Goal of the exercise: Continue the Google Cloud setup guide below from the point where it ends.

Passage to read:
Code Monkey home page Code Monkey logo

dlforcv2018spring's Introduction

Important Update

For cuDNN, please use cuDNN v7.0.5 or v7.0.4 instead of cuDNN 7.1. cuDNN 7.1 is not compatible with tensorflow and will cause issue. If you've installed cnDNN 7.1, you can use

sudo apt-get remove libcudnn7

to remove it. Then follow the same instruction to install cuDNN 7.0. Sorry for all the trouble it may cause.

DLforCV cloud setting

Google Cloud instance

VMs

Create a VM instance using Google Cloud

Settings:

  • Zone: us-east1-d
  • Machine type: click customize
    • 8 vCPU
    • 30 GB Memory
    • CPU platform: Intel Haswell or later
    • GPU: 1 NVIDIA Tesla K80
  • Boot disk:
    • OS images: Ubuntu 16.04 LTS
    • Boot disk type: Standard persistent disk
    • Size: 200 GB

Apply for GPU quota (Skip this part if you do not need one)

  1. Link your billing account to the credit you received (If you use the $300 free trial credit in your account, you will not be able to use GPU)
  2. In the notifications on top right of your browser, click request increase quota-request
  3. In the Quotas, find NVIDIA K80 GPUs for us-east1. Select it and click EDIT QUOTAS on top. quota-request2
  4. Enter your information.
  5. Enter 1 in the limit
  6. In the description say you will use the gpu for Columbia CS 4995 Deep learning for Computer Vision Course Project
  7. The quota will be approved almost instantaneously

Connect to VMs

  1. Web terminal
  2. SSH generate a public private key pair. Use your uni for USERNAME. USERNAME will be used later.
ssh-keygen -t rsa -f ~/.ssh/[KEY_FILENAME] -C [USERNAME]
cat ~/.ssh/[KEY_FILENAME].pub
Save it to Metadata
ssh -i ~/.ssh/my-ssh-key [USERNAME]@[EXTERNAL_IP_ADDRESS]
  1. Cyberduck/WinSCP/Putty

Environments

Either with or without GPU is ok. But it is usually trained faster on instances with GPU. Choose as you like.

Segmentation data:
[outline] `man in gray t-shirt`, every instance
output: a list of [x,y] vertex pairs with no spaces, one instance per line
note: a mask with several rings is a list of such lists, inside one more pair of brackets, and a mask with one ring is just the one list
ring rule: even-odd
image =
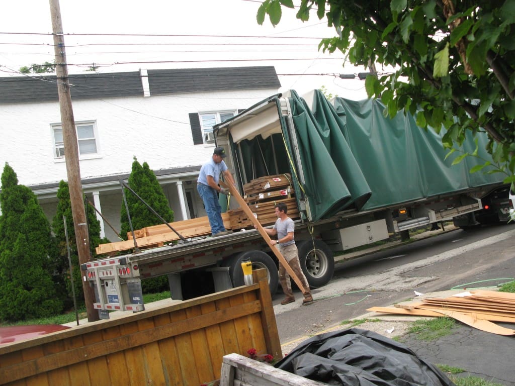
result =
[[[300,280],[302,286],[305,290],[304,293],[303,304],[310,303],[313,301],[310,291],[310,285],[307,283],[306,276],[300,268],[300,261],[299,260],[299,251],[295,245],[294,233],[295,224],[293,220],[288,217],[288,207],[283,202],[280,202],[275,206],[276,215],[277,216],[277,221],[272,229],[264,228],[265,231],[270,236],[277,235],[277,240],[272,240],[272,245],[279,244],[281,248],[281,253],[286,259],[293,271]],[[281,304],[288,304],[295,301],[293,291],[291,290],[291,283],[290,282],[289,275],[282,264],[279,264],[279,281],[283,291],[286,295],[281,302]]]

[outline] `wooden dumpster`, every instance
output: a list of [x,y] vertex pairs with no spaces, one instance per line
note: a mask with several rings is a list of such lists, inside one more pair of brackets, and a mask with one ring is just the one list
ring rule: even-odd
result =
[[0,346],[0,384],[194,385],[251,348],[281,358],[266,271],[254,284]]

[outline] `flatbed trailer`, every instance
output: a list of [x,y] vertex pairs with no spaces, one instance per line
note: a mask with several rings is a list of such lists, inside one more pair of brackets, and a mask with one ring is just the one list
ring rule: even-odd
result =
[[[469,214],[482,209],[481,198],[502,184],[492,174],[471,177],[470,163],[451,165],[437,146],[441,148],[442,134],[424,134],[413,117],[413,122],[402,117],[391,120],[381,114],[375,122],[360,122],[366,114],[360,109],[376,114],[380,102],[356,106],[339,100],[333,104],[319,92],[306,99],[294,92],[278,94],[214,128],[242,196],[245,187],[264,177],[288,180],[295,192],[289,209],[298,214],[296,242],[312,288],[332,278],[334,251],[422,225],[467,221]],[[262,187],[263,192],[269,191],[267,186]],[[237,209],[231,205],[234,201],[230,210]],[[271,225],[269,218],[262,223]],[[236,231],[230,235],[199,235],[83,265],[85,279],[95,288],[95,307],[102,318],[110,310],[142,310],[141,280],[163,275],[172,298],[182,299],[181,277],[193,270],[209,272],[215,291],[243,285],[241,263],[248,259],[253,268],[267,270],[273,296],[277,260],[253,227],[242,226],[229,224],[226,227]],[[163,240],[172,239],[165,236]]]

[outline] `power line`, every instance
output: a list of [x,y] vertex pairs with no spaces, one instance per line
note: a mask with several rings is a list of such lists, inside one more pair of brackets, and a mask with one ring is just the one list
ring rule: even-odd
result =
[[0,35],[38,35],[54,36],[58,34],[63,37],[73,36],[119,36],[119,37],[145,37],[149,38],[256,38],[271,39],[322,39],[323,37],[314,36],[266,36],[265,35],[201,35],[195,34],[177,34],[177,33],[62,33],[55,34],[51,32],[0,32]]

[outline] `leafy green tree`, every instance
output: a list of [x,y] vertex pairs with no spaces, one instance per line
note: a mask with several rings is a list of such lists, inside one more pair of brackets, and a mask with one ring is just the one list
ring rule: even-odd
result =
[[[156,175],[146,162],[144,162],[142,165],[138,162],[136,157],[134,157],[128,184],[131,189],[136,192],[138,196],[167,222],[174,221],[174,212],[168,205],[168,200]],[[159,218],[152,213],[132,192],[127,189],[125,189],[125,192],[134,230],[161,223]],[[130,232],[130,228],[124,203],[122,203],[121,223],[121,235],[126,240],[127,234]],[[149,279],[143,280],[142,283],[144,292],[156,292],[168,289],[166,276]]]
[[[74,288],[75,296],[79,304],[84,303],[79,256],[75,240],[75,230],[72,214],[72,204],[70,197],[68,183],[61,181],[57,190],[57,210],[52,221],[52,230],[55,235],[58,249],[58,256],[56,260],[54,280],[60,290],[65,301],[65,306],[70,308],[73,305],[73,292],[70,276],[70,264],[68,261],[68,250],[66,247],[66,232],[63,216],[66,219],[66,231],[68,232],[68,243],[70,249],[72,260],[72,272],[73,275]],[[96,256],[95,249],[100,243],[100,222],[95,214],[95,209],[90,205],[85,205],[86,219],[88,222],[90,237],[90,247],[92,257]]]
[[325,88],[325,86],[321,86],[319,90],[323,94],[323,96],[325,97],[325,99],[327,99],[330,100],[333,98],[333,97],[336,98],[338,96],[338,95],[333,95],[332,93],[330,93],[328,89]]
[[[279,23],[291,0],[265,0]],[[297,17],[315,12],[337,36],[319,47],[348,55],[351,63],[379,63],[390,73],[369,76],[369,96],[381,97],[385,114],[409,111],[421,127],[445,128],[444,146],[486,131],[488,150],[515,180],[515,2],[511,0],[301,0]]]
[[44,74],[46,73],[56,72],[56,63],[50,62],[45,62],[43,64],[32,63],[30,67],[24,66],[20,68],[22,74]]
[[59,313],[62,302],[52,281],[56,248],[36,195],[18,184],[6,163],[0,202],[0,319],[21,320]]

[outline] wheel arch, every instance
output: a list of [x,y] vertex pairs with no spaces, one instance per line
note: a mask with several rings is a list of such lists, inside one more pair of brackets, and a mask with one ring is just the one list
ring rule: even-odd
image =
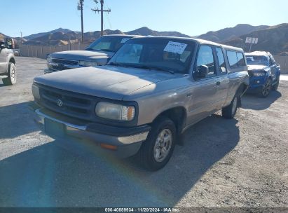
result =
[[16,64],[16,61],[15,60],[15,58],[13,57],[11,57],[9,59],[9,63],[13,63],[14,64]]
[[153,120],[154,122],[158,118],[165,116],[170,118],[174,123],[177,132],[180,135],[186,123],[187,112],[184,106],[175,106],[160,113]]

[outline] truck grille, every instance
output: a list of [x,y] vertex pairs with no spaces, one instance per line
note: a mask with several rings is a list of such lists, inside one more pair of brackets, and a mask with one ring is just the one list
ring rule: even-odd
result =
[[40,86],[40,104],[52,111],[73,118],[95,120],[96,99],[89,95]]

Written answer:
Instances with GPU

The following script helps you install all the dependencies for keras.
We highly recommend that you run the following code, manually, line by line
to avoid any problem.

You need to run the code in the given order to avoid dependency issues.

* Linux Essentials
* Nvidia Driver
* CUDA
* cuDNN
* Tensorflow
* Keras
# essential
sudo apt-get update
sudo apt-get upgrade  
sudo apt-get install build-essential cmake g++ gfortran 
sudo apt-get install git pkg-config python-dev 
sudo apt-get install software-properties-common wget
sudo apt-get autoremove 
sudo rm -rf /var/lib/apt/lists/*

# install driver
sudo add-apt-repository ppa:graphics-drivers/ppa
sudo apt-get update
sudo apt-get install nvidia-375

# reboot your machine
Sudo reboot

# check driver is installed correctly
nvidia-smi

# install cuda
wget https://developer.nvidia.com/compute/cuda/9.0/Prod/local_installers/cuda_9.0.176_384.81_linux-run
sudo chmod +x cuda_9.0.176_384.81_linux-run
sudo sh cuda_9.0.176_384.81_linux-run
'''
Executing cuda installation
1. scoll to the bottom of the license agreement using d
2. Do you accept the previously read EULA? : accept
3. Install NVIDIA Accelerated Graphics Driver for Linux-x86_64 384.81?: NO (we've installed manually)
4. Install the CUDA 9.0 Toolkit? : yes
5. Enter Toolkit Location: use default(press enter)
6. Do you want to install a symbolic link at /usr/local/cuda?: yes
7. Install the CUDA 9.0 Samples?: no
'''

# change environment for cuda
echo 'export PATH=/usr/local/cuda-9.0/bin:$PATH' >> ~/.bashrc
echo 'export LD_LIBRARY_PATH=/usr/local/cuda-9.0/lib64:$LD_LIBRARY_PATH' >> ~/.bashrc
echo 'export LD_LIBRARY_PATH=/usr/local/cuda/extras/CUPTI/lib64:$LD_LIBRARY_PATH' >> ~/.bashrc
source ~/.bashrc 

#verify your cuda is installed correctly
nvcc -V 

# install cuDNN 
# You need to register online and download the file to local machine then upload to the cloud
# https://developer.nvidia.com/cudnn
# download the cuDNN 7.0 for CUDA 9.0 and for Ubuntu 16.04. 
sudo apt install ./(your cuDNN file)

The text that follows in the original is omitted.